** START PAGE EXTRACT **
# 5/4 x 6 or 8 white cedar?



## startingfromscratch (Aug 29, 2009)

This wife wants to make some raised beds (probably two 3×5) in the back yard.

Looking at some catalogues…premade kits are pricey and they look pretty simple. Catch is, I need 5/4 cedar boards. I'm in the Baltimore, MD area. Our big boxes don't carry it and I've called a couple lumber yards and they don't either.

Is 5/4 by 6 or 8 cedar something I'm likely to find at a general lumber yard if I keep calling around?

Many thanks!


----------



## junebug (Oct 26, 2011)

Home Depot sells 5/4x6 cedar decking. It has radiused edges, but should work for a planter


----------



## startingfromscratch (Aug 29, 2009)

Thanks Junbug, do you know if it's treated with anything?


----------



## WDHLT15 (Aug 15, 2011)

Check your local Craigslist. Sawyers like me sell lumber, and I bet that there is some Eastern Red Cedar that you can get for a good price. It has good rot resistance. Atlantic White Cedar is very hard to find anymore, anywhere. The cedar in the Big Box Stores is Western Red Cedar.


----------



## JCantin (Jan 21, 2009)

I work in the environmental field and wouldn't hesitate to use PT pine from Home Depot. The industry phased out CCA as a treatment in 2003 and the replacements (Alkaline Copper Quaternary - ACQ, Copper Azole - CA, and, the newest type, Micronized Copper Quaternary - MCQ) are not a human health risk. My raised beds are made up of 3 rows of 6×6 PT posts. Just like building a wall, bury the first row half below grade on a sand bed, nice and level. Alternate the corner butt joints. Pin each row down using 1/2" rebar. Drill through with a loing 1/2 spade bit, oversizing the holes by wiggling the bit as you drill. Pound the rebar in with a sledge. On each side try to get one full length of rebar through all rows and into the ground below. Deeper beds like this provide better drainage and are much easier to weed and maintain because of their height. Fill with soil and compost and till in some fresh compost every year.
** END PAGE EXTRACT **
** START SUPPLIED INFORMATION **
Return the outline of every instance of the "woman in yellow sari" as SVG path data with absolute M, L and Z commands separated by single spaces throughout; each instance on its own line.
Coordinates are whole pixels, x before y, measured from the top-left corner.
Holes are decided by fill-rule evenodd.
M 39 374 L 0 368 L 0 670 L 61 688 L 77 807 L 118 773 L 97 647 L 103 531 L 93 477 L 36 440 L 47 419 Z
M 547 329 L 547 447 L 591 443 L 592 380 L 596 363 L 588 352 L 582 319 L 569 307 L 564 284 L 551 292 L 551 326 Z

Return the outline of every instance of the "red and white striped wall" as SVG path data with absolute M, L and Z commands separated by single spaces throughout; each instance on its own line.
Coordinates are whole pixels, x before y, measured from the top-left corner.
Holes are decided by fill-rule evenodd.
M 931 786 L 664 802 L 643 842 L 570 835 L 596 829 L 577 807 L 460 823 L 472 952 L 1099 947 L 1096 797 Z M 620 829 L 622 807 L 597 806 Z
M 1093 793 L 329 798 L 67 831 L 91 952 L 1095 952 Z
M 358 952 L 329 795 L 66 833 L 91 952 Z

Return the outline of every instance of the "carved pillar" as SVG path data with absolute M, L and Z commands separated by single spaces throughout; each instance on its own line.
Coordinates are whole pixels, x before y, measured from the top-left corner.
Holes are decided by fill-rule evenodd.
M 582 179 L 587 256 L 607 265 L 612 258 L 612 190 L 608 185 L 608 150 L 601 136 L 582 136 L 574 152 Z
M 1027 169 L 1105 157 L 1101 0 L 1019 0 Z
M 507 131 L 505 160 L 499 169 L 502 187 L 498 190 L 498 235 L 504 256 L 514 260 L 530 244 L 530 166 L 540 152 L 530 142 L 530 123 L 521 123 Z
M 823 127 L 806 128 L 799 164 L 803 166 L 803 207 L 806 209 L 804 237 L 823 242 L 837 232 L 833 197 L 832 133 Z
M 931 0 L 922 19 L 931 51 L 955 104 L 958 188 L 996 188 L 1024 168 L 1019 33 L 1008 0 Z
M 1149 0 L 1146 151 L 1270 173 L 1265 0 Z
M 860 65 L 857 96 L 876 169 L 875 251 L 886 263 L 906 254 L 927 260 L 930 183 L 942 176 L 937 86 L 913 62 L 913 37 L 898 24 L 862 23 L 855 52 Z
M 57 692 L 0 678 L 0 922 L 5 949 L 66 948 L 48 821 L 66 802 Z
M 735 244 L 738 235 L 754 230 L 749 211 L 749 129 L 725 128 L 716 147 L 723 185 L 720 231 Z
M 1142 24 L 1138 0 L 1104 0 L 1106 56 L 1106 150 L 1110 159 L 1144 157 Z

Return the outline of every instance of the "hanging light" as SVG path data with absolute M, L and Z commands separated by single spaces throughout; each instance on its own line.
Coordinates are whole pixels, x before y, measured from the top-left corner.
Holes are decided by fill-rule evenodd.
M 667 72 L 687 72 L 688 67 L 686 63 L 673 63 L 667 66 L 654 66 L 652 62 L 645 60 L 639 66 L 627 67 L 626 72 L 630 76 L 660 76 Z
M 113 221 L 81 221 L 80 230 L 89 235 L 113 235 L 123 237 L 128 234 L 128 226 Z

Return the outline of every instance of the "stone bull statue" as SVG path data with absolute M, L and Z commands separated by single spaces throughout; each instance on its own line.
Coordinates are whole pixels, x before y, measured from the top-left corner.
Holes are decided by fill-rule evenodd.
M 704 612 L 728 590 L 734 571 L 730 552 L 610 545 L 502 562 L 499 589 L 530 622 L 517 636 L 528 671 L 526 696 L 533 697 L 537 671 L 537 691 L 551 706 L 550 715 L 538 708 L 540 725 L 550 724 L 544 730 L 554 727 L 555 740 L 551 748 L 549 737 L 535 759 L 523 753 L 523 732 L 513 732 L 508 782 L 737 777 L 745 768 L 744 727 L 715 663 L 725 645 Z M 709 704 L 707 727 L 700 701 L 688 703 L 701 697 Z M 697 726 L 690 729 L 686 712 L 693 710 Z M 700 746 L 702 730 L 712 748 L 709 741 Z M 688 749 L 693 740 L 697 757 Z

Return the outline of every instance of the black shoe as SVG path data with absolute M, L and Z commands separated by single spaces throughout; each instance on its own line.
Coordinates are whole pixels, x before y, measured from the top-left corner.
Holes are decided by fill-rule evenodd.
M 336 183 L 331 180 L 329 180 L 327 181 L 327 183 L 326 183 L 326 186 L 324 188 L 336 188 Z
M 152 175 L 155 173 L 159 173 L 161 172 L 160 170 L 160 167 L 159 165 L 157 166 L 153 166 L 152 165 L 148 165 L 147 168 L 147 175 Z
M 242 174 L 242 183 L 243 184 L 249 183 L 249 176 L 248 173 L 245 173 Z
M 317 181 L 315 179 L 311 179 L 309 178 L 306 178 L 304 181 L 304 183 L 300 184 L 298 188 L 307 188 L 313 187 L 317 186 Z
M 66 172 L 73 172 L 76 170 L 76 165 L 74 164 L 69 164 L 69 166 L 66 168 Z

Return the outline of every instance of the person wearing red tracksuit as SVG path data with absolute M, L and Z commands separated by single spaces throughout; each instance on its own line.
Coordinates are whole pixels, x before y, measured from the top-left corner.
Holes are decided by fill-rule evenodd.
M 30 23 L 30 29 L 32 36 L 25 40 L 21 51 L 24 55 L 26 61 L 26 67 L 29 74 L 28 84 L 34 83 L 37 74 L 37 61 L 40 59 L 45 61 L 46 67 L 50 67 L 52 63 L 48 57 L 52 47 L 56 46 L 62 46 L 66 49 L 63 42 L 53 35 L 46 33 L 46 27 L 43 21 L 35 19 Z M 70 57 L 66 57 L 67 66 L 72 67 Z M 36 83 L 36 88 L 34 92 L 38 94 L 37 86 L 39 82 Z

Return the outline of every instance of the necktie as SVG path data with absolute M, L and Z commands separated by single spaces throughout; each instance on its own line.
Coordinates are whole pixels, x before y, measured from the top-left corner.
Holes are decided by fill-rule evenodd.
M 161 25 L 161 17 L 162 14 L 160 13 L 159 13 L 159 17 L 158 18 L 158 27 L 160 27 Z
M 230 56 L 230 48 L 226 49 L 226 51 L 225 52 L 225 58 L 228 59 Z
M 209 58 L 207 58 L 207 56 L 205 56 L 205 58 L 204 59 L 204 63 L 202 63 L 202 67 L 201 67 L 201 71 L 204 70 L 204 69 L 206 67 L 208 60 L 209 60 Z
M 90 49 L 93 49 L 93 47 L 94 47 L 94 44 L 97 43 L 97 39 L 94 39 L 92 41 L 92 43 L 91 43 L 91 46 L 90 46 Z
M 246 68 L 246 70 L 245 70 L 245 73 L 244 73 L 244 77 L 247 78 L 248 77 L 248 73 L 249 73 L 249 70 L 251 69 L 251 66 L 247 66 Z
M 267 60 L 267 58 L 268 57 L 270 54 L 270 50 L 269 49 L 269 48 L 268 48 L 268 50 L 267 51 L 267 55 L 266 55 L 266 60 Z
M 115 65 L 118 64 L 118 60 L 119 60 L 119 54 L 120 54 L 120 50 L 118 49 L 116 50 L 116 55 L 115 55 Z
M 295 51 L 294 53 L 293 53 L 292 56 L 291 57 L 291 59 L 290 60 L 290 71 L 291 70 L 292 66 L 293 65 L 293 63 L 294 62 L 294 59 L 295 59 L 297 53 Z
** END SUPPLIED INFORMATION **
EXERCISE REQUIREMENTS —
A - According to the cedar lumber thread, which kind of cedar is sold in the Big Box Stores?
B - Reproduce the part of the cedar lumber thread between "## junebug (Oct" and "treated with anything?", inclusive.
C - Write the next portion of the cedar lumber thread, picking up after its final post.

OUTPUTS FOR THE TASKS —
A - Western Red Cedar.

B -
## junebug (Oct 26, 2011)

Home Depot sells 5/4x6 cedar decking. It has radiused edges, but should work for a planter


----------



## startingfromscratch (Aug 29, 2009)

Thanks Junbug, do you know if it's treated with anything?

C -
----------



## affyx (Jan 1, 2008)

JCantin, can you post your raised beds as a project? Sounds great and would like to see pics. Thanks!


----------



## eric122 (Feb 27, 2010)

you can try advantage lumber in buffalo ny they have a online store tiger wood is a good choice you can order online and they ship right to you used them many times great lumber and service talke a look at my projects i used tiger wood in


----------



## LeeBarker (Aug 6, 2010)

TJIs work slick for raised beds. It's a significantly different look, but they can be real affordable at places like Habitat ReStores.

Kindly,

Lee


----------



## WDHLT15 (Aug 15, 2011)

These are the kind of folks that you need to look for on Craigslist.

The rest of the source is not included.